● **QUOTED PASSAGE**
However, a softening of the NDA’s view was evident in an email to GEH on 29th November 2011 in which it confirmed an agreement to set a ‘hurdle for credibility’ – a challenge to demonstrate the credibility of PRISM. After robust lobbying by GEH and a further softening of attitude by the NDA, a Memorandum of Understanding with GEH was signed in early April 2012 under which the NDA agreed to pay an undisclosed sum for four months of further studies to be undertaken by GEH to demonstrate that PRISM was indeed a ‘credible alternative’ to the MOX option. Current engagement is focused on the technical and commercial credibility of GEH’s approach. As with the CANDU EC6 reactor, no PRISM fast reactor is currently built or in operation and the costs of building and operating such a reactor have been estimated as being some 50% higher than a conventional reactor.
PRISM is a small, modular, sodium-cooled reactor producing 311MW of electricity. GEH was quoted in March this year (i-Nuclear website) as saying that, as best value for the UK taxpayer, two modules would be built and combined to form one PRISM power block of 600+ MWe. Under a 60-year plan this ‘£multi-billion’ power block would be built at Sellafield within a timeframe of 10 years and ‘would burn through the UK’s huge stockpile of plutonium in about five years’. During the remaining 55 years of its plan, GEH claims that the spent fuel arising from the first 5 years of operation (during which the plutonium stockpile is consumed) would itself then be used to fuel the fast reactor.
The latest figures show that as at 31st December 2011 the UK stockpile of unirradiated separated plutonium – treated as a zero-value asset – stands at 113.3 tonnes and includes 27.9 tonnes of foreign-owned material which, under the terms of the overseas reprocessing contracts, remains destined for repatriation. Around 80% of the stockpile is derived from the reprocessing of magnox spent fuel in Sellafield’s B205 plant, with the remainder sourced largely from the reprocessing of oxide fuel in the Thermal Oxide Reprocessing Plant (THORP). Of the UK-owned plutonium, the NDA estimates that around 0.2% will have to be treated as waste because of historic chemical contamination and that a further 11 tonnes will need to be chemically cleaned to make it suitable for re-use.

● **TASK DETAILS**
According to the passage on PRISM and the UK plutonium stockpile, how much electricity does a PRISM reactor produce? Nothing in the records is needed here.

● **EXCERPTED RECORDS**
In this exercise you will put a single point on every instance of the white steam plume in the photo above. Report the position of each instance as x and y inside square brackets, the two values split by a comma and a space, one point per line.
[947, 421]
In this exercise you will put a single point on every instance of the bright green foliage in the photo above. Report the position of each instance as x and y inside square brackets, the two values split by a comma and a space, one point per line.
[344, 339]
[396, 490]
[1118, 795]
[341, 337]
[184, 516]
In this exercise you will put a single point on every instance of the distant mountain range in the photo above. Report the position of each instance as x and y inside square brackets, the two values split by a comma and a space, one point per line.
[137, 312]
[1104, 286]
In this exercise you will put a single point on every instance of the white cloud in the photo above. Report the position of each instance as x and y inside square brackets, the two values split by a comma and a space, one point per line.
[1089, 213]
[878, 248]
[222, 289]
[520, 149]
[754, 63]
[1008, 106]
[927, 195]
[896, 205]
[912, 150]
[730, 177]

● **FINISHED TASK**
311MW